◆ Reading text
########################################

The film’s brilliance is that it enters the eighties by neither rejecting nor being placated by the revolutionary accomplishments of the sixties and seventies. Rather, it assumes that the viewer wants full feminism and full communism and then sets out to map the contradictions and impediments to reaching this. Like Kristin Ross in her work on the aftermath and afterlife of the 1968 French uprisings, the implied message of Born in Flames is not to deride or dismiss the spontaneity, militancy, and revolutionary energy that came with a moment where the prospects of freedom seemed imminent. Rather, the film is one of the many forms of representation that preserves these energies so that future revolutionaries can draw strength from them. As Stephen Dillon argues, drawing off Franz Fanon, the Combahee River Collective, Walter Benjamin and others, the film is antithetical to the rationalization of progress where “Progress is central to the discourses produced by the revolutionary state and is the liberal conception of time that the Women’s Army attempts to undo.”
The film appeals because it asks open ended questions. How do we create equality in the face of scarcity? How do we achieve feminism, while acknowledging the differences between women, especially differences of race and class?
Through imagining moments of revolutionary urgency, where there is no denying that it is “our time” rather than the time of false progress, the film captures revolutionary hope in dark times, an important lesson for our own moment. And as Lucas Hilderbrand notes, it is especially attuned to the third worldism and women-of-color feminism of the time.  For these reasons, Born in Flames, Brent Bellamy asserts, “does not fit easily into liberal politics. Rather than polemically presenting violence or pacifism as viable solutions, Borden outlines a number of rhetorical, activist, and political positions, and allows their antagonisms to play out in the representational space of the film.”  Third wave feminists like Kathleen Hanna have seen the film as a bridge to these revolutionary politics. She calls the film “a potential blueprint for feminist change.” 
The film appeals because it asks open ended questions. How do we create equality in the face of scarcity? How do we achieve feminism, while acknowledging the differences between women, especially differences of race and class? The film never shuts the conversation down by giving answers, it simply allows these questions to play out through the airing of concerns, debates around tactics, and depictions of unconventional and experimental intimacy. Formally, Born in Flames accommodates this polyphony by jettisoning nearly all the traditions of narrative cinema, advancing instead a grainy, collaged, documentary feel and never settling on a single perspective or character.
In a sense this multidimensionality solves a key problem in feminism which feminist film critic Teresa de Lauretis names as “a two-fold pressure, a simultaneous pull in opposite directions, a tension toward the positivity of politics, or affirmative action on behalf of women as social subjects, on one front, and the negativity inherent in the radical critique of patriarchal, bourgeois culture on the other.”  By avoiding conventional narrative, de Lauretis argues, the film “addresses the spectator as female,” but allows that femaleness to connote diversity rather than homogeny. “In short,” she says, “what Born in Flames does for me, a woman spectator, is exactly to allow me ‘to see difference differently,’ to look at women with eyes I’ve never had before and yet my own…”

########################################

◆ Recorded information
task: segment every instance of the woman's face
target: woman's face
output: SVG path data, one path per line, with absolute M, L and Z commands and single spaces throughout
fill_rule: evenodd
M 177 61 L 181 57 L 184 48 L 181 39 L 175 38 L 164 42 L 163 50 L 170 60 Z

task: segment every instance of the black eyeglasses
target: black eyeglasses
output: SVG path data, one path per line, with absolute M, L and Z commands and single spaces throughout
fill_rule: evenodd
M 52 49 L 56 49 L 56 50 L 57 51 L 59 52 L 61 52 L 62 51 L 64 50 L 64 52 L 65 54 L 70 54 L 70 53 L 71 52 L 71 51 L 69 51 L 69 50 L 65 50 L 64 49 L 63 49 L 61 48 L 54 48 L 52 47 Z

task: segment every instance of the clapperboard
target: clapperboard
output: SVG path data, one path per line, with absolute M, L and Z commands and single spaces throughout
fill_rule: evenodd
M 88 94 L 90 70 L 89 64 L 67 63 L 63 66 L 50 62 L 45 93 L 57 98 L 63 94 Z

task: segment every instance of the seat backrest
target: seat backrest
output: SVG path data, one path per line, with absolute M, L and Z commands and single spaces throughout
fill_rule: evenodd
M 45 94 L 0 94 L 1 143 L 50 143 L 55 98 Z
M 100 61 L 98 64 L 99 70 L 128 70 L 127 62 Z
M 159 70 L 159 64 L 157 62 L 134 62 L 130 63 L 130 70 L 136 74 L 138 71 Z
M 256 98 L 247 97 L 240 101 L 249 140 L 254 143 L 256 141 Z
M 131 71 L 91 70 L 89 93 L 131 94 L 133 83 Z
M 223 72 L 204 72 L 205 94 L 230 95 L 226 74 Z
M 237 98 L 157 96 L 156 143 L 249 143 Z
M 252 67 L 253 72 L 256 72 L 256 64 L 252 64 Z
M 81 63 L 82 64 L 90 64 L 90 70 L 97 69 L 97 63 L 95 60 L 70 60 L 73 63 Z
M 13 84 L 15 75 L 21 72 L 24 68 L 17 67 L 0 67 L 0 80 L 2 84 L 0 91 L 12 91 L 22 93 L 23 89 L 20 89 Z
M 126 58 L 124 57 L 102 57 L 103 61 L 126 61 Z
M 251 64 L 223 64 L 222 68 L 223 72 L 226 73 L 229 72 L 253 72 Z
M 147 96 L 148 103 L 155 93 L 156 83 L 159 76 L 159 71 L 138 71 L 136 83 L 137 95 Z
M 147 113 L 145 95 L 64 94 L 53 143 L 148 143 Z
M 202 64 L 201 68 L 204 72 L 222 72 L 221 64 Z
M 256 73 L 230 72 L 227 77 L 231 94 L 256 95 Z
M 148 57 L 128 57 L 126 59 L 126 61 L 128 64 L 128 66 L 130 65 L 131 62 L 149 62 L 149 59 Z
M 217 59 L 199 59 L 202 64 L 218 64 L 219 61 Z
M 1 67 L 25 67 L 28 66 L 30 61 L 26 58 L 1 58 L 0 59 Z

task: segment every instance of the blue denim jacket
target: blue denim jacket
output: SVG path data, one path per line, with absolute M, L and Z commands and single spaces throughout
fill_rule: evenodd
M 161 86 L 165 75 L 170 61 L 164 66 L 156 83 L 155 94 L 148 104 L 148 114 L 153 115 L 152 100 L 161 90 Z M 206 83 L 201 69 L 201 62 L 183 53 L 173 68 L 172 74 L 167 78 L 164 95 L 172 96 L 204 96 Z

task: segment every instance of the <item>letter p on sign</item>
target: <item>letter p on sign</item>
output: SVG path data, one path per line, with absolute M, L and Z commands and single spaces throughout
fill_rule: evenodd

########################################

◆ Directive 1
Take the listing from its first line through the line holding "M 1 67 L 25", inclusive, and switch "seat backrest" to "chair back" wherever it appears. Return only those lines, with everything else left as it is.
◆ Directive 2
Resume the passage on Born in Flames from the point where it stops.
The listing has no connection to the passage on Born in Flames.

◆ Exercise response 1
task: segment every instance of the woman's face
target: woman's face
output: SVG path data, one path per line, with absolute M, L and Z commands and single spaces throughout
fill_rule: evenodd
M 177 61 L 181 57 L 184 48 L 181 39 L 175 38 L 164 42 L 163 50 L 170 60 Z

task: segment every instance of the black eyeglasses
target: black eyeglasses
output: SVG path data, one path per line, with absolute M, L and Z commands and single spaces throughout
fill_rule: evenodd
M 52 49 L 56 49 L 56 50 L 57 51 L 59 52 L 61 52 L 62 51 L 64 50 L 64 52 L 65 54 L 70 54 L 70 53 L 71 52 L 71 51 L 69 51 L 69 50 L 65 50 L 64 49 L 63 49 L 61 48 L 54 48 L 52 47 Z

task: segment every instance of the clapperboard
target: clapperboard
output: SVG path data, one path per line, with absolute M, L and Z commands and single spaces throughout
fill_rule: evenodd
M 88 94 L 90 70 L 89 64 L 67 63 L 63 66 L 50 62 L 45 93 L 57 98 L 63 94 Z

task: segment every instance of the chair back
target: chair back
output: SVG path data, one path per line, with absolute M, L and Z commands and single spaces throughout
fill_rule: evenodd
M 45 94 L 0 94 L 1 143 L 50 143 L 55 98 Z
M 100 61 L 98 64 L 99 70 L 128 70 L 127 62 Z
M 159 70 L 159 64 L 157 62 L 134 62 L 130 63 L 130 70 L 136 74 L 138 71 Z
M 256 98 L 247 97 L 240 101 L 249 140 L 254 143 L 256 141 Z
M 131 71 L 91 70 L 89 93 L 131 94 L 133 83 Z
M 223 72 L 204 72 L 205 94 L 230 95 L 226 74 Z
M 237 98 L 157 96 L 156 143 L 249 143 Z
M 252 67 L 253 72 L 256 72 L 256 64 L 252 64 Z
M 81 63 L 82 64 L 90 64 L 90 70 L 97 69 L 97 63 L 95 60 L 70 60 L 73 63 Z
M 13 84 L 15 75 L 21 72 L 24 68 L 17 67 L 0 67 L 0 80 L 2 84 L 0 91 L 12 91 L 22 93 L 23 89 L 20 89 Z
M 126 58 L 124 57 L 102 57 L 103 61 L 126 61 Z
M 251 64 L 223 64 L 222 68 L 223 72 L 226 73 L 229 72 L 253 72 Z
M 147 96 L 148 103 L 155 93 L 156 83 L 159 76 L 159 71 L 138 71 L 136 83 L 137 95 Z
M 147 113 L 145 95 L 64 94 L 53 143 L 148 143 Z
M 202 64 L 201 68 L 204 72 L 222 72 L 221 64 Z
M 256 73 L 230 72 L 227 77 L 231 94 L 256 95 Z
M 148 57 L 128 57 L 126 59 L 126 61 L 128 64 L 128 66 L 130 65 L 131 62 L 149 62 L 149 59 Z
M 217 59 L 199 59 L 202 64 L 218 64 L 219 61 Z
M 1 67 L 25 67 L 28 66 L 30 61 L 26 58 L 1 58 L 0 59 Z

◆ Exercise response 2
In the film there are many scenes where women are seen with their lovers. In some they are partially nude. Usually these moments are captured by surveillance cameras and are overlain with narration by a male agent who drily suggests that their overblown militancy is linked to their lesbian sexuality. A side benefit of these pictures is that they can show female intimacy captured while the women are unaware. The male viewers are clearly not titillated by these shots, but the photos are, de Lauretis notes, beautiful to a certain female gaze. De Lauretis admires this strategy of what she calls deaestheticization to the point of saying that the film may have answered the call for “a new language of desire” and met the demand for the “destruction of visual pleasure,” defined as “the traditional, classical and modernist, canons of aesthetic representation.” 
Two other key themes in the film are violence against women and women’s labor. We see that under this supposedly socialist government men still sexually assault women, and no protections are in place. In response, the women organize their own self defense. In one scene we see men harassing a woman as she walks down the street, and an escalation of this harassment to assault. As the woman screams, a well coordinated response team of women on bicycles come to her rescue. The effectiveness of this response contrasts a narration by the male-dominated media which calls it vigilantism.
The government goes on to suggest the women are terrorists. In response, the authorities intend to “put some pressure on them at their jobs.” This, in combination with the fact that the government does not have adequate “meaningful jobs” for eligible men, leads to a policy which takes jobs away from women, including Adelaide, who is fired from her construction job.
The film tackles the problem of women’s work in a complex way. As we see from Adelaide’s situation, women are the first to get laid off from traditional blue collar jobs in this supposedly socialist society, but the film doesn’t stop with a critique of unfair hiring practices or unequal pay. Following this chain of events there is a magnificent dialogless collage under the driving pulse of the song “Born in Flames” where we see women’s hands laboring: bottle feeding a baby, taking notes next to a calculator, Wrapping packages of raw chicken in saran wrap, putting a condom on a penis, washing dishes, laying out dental instruments, packing coffee for takeaway, and cutting hair. This collage shows the continuity of women’s work from factory labor, to socially reproductive labor including sex work and child rearing.
In these montage scenes, form meets politics: Born in Flames makes social reproduction legible as work done outside the bounds of a so-called socialist state and unpaid for by capital. Thus, as the members of the Women’s Army care, feed, clothe, house, and educate one another, they begin to generate a powerful counter-logic to the gendered division of social reproduction by embodying anti- or post-capitalist social relations in the present—a starting point for radical politics.
A quick scene where we see women lounging, talking, and dancing in a lush romantic atmosphere provides a counterpoint to this harsh montage of work. In this, I think Borden’s analysis of women’s social reproduction converges with the feminist theorist Kathi Weeks’ discussion of “the problem with work.” Weeks argues that the political struggle for domestic work to be waged should not end with fair work, or full employment, but rather, the ultimate goal should be liberation from work. But we must fight for this with the knowledge that reproductive labor (which is often naturalized and trivialized) is work. In Born in Flames, the stagnant social democratic party is a step behind. When the women’s agitation starts to mount, the government makes a placative gesture of offering “wages for housework.” The women aren’t falling for it. That would simply trap them in traditional feminine roles, and wouldn’t adequately cover their needs for time and resources. Instead, they decide to blow shit up.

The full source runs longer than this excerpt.